§ WRITTEN PROBLEM: Convert every line of the items below into a Markdown table with the columns Row and Line, numbering each row and skipping blank lines. Omit the pictures.

* start *

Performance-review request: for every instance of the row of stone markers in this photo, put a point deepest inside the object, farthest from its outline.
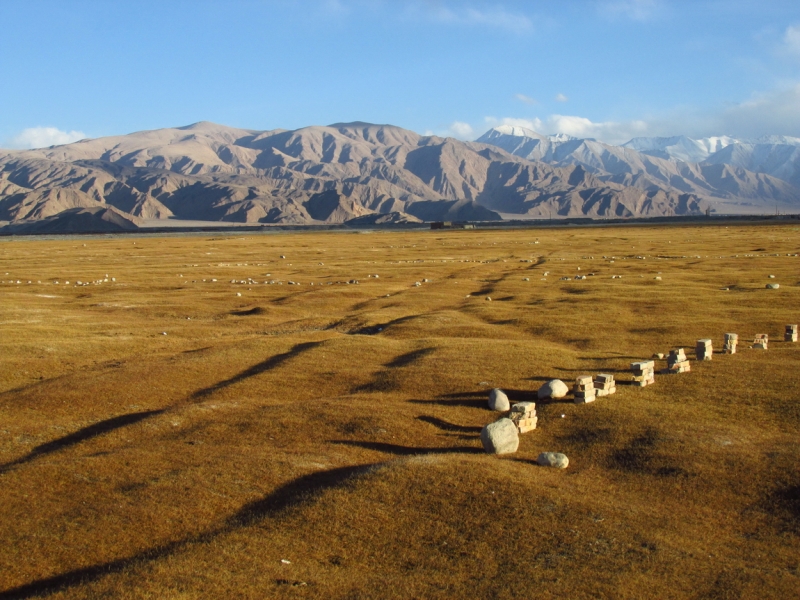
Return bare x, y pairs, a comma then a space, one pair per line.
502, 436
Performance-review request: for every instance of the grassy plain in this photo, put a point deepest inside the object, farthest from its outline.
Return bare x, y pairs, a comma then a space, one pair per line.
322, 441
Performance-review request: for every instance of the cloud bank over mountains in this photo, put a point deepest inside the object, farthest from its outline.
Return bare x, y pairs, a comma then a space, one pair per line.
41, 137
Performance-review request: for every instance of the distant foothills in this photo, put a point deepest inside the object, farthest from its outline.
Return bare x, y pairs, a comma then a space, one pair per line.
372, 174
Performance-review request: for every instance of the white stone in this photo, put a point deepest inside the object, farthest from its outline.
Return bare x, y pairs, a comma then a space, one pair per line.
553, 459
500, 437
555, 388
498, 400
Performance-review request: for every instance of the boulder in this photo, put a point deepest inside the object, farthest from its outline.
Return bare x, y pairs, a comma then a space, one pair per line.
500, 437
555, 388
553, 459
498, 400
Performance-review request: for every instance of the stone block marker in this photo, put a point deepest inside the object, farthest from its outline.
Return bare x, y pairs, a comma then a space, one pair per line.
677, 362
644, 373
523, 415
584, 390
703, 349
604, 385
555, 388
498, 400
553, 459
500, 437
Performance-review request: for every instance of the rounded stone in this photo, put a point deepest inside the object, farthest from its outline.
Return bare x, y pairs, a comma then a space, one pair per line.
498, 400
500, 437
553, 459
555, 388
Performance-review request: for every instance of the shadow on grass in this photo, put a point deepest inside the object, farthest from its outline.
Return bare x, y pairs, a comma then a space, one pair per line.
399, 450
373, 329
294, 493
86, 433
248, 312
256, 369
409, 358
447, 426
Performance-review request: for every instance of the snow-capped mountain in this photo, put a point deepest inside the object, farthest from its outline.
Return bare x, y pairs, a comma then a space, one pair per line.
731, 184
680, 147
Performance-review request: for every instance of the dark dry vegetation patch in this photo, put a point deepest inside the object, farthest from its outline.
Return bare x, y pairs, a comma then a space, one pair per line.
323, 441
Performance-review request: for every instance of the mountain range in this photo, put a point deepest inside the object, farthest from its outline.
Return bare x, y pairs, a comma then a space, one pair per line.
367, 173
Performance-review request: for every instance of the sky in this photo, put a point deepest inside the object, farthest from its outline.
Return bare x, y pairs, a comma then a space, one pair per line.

* end *

§ SOLUTION FOR THIS EXERCISE:
| Row | Line |
|---|---|
| 1 | Performance-review request: for every instance of the row of stone markers in this photo, put a point deepest inside the object, farthest from its outline. |
| 2 | Return bare x, y pairs, a comma then a space, one pair per line. |
| 3 | 502, 436 |
| 4 | Performance-review request: for every instance of the grassy plain in this photo, put a point deepest inside the object, farthest from its outline. |
| 5 | Return bare x, y pairs, a comma then a space, one pair per line. |
| 6 | 322, 441 |
| 7 | Performance-review request: for every instance of the cloud bank over mountains in this photo, put a point deepest inside the object, farthest from its outline. |
| 8 | Return bare x, y pairs, a comma then a space, one pair per line. |
| 9 | 41, 137 |
| 10 | Performance-review request: for every instance of the distant foothills in this photo, put a point deepest inside the object, farthest from its outline. |
| 11 | Return bare x, y pairs, a comma then a space, one pair per line. |
| 12 | 372, 174 |
| 13 | Performance-review request: for every instance of the white stone in this photo, put a point deepest inside the object, farthest from its outline. |
| 14 | Return bare x, y pairs, a comma then a space, one pair per line. |
| 15 | 553, 459 |
| 16 | 500, 437 |
| 17 | 555, 388 |
| 18 | 498, 400 |
| 19 | Performance-review request: for every instance of the boulder in this photo, put a point deepest inside the object, farthest from its outline. |
| 20 | Return bare x, y pairs, a comma then a space, one pair per line. |
| 21 | 500, 437 |
| 22 | 555, 388 |
| 23 | 553, 459 |
| 24 | 498, 400 |
| 25 | Performance-review request: for every instance of the stone block marker in this photo, put a point deepest inside the object, farthest from its outline. |
| 26 | Return bare x, y pairs, a comma then a space, one pair per line. |
| 27 | 677, 362 |
| 28 | 644, 373 |
| 29 | 523, 415 |
| 30 | 584, 390 |
| 31 | 703, 349 |
| 32 | 604, 385 |
| 33 | 555, 388 |
| 34 | 498, 400 |
| 35 | 553, 459 |
| 36 | 500, 437 |
| 37 | Performance-review request: for every instance of the rounded stone in this photo, put a point deepest inside the object, farthest from its outline. |
| 38 | Return bare x, y pairs, a comma then a space, one pair per line. |
| 39 | 498, 400 |
| 40 | 500, 437 |
| 41 | 553, 459 |
| 42 | 555, 388 |
| 43 | Performance-review request: for every instance of the shadow on grass in this photo, put a point deepest inside the object, farthest from its outline. |
| 44 | Return bare x, y pairs, a comma then a space, one pair per line. |
| 45 | 399, 450 |
| 46 | 373, 329 |
| 47 | 294, 493 |
| 48 | 86, 433 |
| 49 | 248, 312 |
| 50 | 256, 369 |
| 51 | 409, 358 |
| 52 | 447, 426 |
| 53 | Performance-review request: for every instance of the snow-capped mountain in this photo, put a point deepest inside the object, farthest from its outline. |
| 54 | Return bare x, y pairs, a comma then a space, one pair per line. |
| 55 | 731, 184 |
| 56 | 680, 147 |
| 57 | Performance-review request: for every instance of the dark dry vegetation patch in this photo, put a point deepest inside the object, farthest from its outline. |
| 58 | Return bare x, y pairs, a comma then a space, one pair per line. |
| 59 | 323, 441 |
| 60 | Performance-review request: for every instance of the mountain range in this photo, put a point deepest inside the object, farthest from its outline. |
| 61 | Return bare x, y pairs, a comma then a space, one pair per line. |
| 62 | 367, 173 |
| 63 | Performance-review request: for every instance of the sky in this photo, put a point deepest inside the object, farthest from its outline. |
| 64 | Return bare x, y pairs, a comma then a space, one pair per line. |